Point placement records
--------------------------------------------------

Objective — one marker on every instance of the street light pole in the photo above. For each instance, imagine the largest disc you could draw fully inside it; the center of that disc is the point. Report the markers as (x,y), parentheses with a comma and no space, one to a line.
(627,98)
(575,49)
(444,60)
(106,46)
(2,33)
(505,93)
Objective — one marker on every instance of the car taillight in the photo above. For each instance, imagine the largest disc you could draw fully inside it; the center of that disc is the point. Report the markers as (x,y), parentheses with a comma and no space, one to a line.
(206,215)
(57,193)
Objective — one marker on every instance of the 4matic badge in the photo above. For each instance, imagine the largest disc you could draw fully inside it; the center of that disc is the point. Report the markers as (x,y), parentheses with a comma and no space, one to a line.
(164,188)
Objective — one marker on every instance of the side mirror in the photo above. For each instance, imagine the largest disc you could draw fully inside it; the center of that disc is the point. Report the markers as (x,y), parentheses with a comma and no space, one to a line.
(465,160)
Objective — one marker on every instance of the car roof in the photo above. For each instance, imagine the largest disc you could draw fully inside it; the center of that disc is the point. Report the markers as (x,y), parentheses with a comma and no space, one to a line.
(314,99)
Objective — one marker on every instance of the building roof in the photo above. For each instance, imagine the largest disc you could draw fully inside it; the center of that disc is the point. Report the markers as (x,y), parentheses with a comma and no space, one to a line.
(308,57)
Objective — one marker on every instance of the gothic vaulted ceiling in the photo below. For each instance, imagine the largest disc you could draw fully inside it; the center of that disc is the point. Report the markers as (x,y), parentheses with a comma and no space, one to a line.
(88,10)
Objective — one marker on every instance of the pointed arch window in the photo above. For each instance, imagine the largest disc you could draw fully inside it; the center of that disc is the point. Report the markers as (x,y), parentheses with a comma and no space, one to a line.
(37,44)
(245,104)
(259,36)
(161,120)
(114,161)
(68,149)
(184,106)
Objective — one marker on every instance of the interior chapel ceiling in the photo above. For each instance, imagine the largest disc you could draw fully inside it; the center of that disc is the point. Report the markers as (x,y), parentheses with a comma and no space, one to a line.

--------------------------------------------------

> **What is required**:
Rewrite the records from the line containing "Objective — one marker on every instance of the pointed" up to and including the final line, requests included. Shift each coordinate in the answers by adding 27 to it.

> **Response to the task**:
Objective — one marker on every instance of the pointed arch window in the photo above. For each instance, imagine the largest disc you could draw fully inside it; the center of that disc is the point. Report the markers as (x,y), parentheses with a comma and no space, one to a line.
(64,71)
(272,131)
(286,63)
(188,147)
(141,188)
(95,176)
(211,133)
Objective — one marker on every instance of the interior chapel ceiling in the photo above. For each instance, imagine the largest disc you could draw fully inside it; the center of that disc is the point. Report the markers as (x,y), parentheses with a comma and no space, one to a line.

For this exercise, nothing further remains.